Lines excerpted from a collection:
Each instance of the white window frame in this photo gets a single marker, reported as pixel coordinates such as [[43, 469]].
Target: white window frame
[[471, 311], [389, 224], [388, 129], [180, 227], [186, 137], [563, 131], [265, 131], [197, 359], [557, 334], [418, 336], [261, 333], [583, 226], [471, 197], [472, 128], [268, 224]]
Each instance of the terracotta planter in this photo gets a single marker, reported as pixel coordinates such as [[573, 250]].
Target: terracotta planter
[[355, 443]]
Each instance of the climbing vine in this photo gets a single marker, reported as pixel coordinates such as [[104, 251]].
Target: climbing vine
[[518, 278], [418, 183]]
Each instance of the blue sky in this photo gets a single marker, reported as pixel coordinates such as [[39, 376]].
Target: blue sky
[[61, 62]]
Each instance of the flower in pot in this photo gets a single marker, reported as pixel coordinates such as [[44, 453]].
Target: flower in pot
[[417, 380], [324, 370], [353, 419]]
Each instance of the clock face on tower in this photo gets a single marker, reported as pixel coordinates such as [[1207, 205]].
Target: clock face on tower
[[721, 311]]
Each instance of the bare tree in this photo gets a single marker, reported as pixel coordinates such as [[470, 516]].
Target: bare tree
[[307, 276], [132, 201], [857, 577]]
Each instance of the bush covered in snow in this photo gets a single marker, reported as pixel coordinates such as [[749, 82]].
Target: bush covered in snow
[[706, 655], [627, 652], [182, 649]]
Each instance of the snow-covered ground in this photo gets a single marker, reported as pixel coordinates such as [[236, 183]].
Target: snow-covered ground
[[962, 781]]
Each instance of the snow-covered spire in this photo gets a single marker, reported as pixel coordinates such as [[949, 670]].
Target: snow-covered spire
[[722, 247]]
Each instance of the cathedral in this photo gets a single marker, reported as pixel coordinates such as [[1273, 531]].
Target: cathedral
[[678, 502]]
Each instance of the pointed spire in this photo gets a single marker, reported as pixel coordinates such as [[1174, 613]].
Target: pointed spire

## Your task
Can you write out every line in full, starting at the line containing "Each instance of the bare" and ending at the line containing "[[678, 502]]", with each answer coordinate shifted up by 30 and all other numbers left unchanged?

## Response to the task
Each instance of the bare tree in this photo gets a single marker, reported as pixel coordinates such as [[470, 516]].
Target: bare tree
[[337, 306], [162, 231], [887, 607]]
Each instance of the bush covered in snow in this photo gets a single marker, reported as pixel coordinates such as [[749, 82]].
Target: bush covered in snow
[[736, 685], [657, 682], [212, 679]]
Each instance of the snow-covered ground in this photo gets a single marker, reported as pixel coordinates such as [[236, 183]].
Target: snow-covered ground
[[992, 811]]
Each instance of the snow-covered spire in this photo gets a single marker, reported as pixel coordinates such as [[949, 670]].
Target: snow-covered spire
[[752, 277]]
Each instance of the cathedral in this photo gets a single marker, reported as pixel coordinates such as [[1273, 531]].
Target: cathedral
[[708, 532]]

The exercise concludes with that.